▸ REQUISITOS DE LA TAREA
Reproduce todas las filas siguientes sin alterar ni un solo carácter.
⟨
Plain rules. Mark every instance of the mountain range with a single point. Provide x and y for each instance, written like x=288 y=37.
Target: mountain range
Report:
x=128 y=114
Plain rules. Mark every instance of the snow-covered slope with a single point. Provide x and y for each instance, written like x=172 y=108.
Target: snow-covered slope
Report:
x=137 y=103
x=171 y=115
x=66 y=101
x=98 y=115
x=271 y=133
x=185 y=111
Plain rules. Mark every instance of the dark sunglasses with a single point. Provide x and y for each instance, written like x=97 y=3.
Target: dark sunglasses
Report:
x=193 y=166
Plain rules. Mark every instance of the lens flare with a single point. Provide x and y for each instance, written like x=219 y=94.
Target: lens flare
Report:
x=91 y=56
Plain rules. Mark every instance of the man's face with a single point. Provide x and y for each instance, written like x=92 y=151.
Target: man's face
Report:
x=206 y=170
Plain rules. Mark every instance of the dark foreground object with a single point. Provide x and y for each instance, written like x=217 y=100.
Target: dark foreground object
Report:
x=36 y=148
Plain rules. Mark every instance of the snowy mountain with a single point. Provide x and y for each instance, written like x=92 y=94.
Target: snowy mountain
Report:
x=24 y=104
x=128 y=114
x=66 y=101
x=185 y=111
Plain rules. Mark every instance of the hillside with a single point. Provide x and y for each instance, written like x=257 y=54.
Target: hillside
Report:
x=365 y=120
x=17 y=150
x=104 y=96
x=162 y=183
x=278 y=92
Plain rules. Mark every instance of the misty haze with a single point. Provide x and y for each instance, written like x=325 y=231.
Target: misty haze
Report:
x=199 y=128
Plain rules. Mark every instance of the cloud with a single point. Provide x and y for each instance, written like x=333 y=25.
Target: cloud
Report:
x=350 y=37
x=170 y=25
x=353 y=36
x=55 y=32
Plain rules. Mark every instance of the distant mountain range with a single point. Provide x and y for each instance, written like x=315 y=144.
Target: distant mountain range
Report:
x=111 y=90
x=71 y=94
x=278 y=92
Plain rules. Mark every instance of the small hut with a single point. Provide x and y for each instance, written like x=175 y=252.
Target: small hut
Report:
⟩
▸ RESULTADO
Plain rules. Mark every instance of the mountain range with a single point. Provide x and y for each instance, written like x=288 y=37.
Target: mountain range
Report:
x=128 y=114
Plain rules. Mark every instance of the snow-covered slope with a single point. Provide x and y for each instance, written like x=172 y=108.
Target: snow-covered slope
Report:
x=137 y=103
x=171 y=115
x=66 y=101
x=98 y=115
x=271 y=133
x=185 y=111
Plain rules. Mark every instance of the dark sunglasses with a single point. Provide x and y for each instance, written like x=97 y=3.
Target: dark sunglasses
Report:
x=193 y=166
Plain rules. Mark every instance of the lens flare with a single point. Provide x and y for each instance, written like x=219 y=94.
Target: lens flare
Report:
x=91 y=56
Plain rules. Mark every instance of the man's face with a single point. Provide x and y for each instance, written like x=92 y=151.
Target: man's face
Report:
x=206 y=170
Plain rules. Mark every instance of the dark foreground object with a single point. Provide x and y for each instance, written like x=217 y=100.
Target: dark foreground object
Report:
x=36 y=148
Plain rules. Mark every instance of the snowy mountain with a single point. Provide x and y for each instance, written like x=92 y=94.
Target: snowy mountain
Report:
x=24 y=104
x=128 y=114
x=66 y=101
x=185 y=111
Plain rules. Mark every instance of the hillside with a single point. Provide x and y for each instance, written like x=257 y=54.
Target: hillside
Report:
x=365 y=120
x=17 y=150
x=104 y=96
x=162 y=183
x=278 y=92
Plain rules. Mark every instance of the misty haze with a single point. Provide x and y for each instance, written like x=325 y=231.
Target: misty haze
Report:
x=199 y=128
Plain rules. Mark every instance of the cloud with a single point. Provide x and y for each instance, written like x=333 y=25.
Target: cloud
Report:
x=350 y=37
x=170 y=25
x=353 y=36
x=55 y=32
Plain rules. Mark every instance of the distant mountain range with a single point. Provide x and y for each instance, written like x=315 y=144.
Target: distant mountain range
Report:
x=111 y=90
x=71 y=94
x=278 y=92
Plain rules. Mark every instance of the small hut with a single point. Provide x and y for each instance, written like x=175 y=252.
Target: small hut
Report:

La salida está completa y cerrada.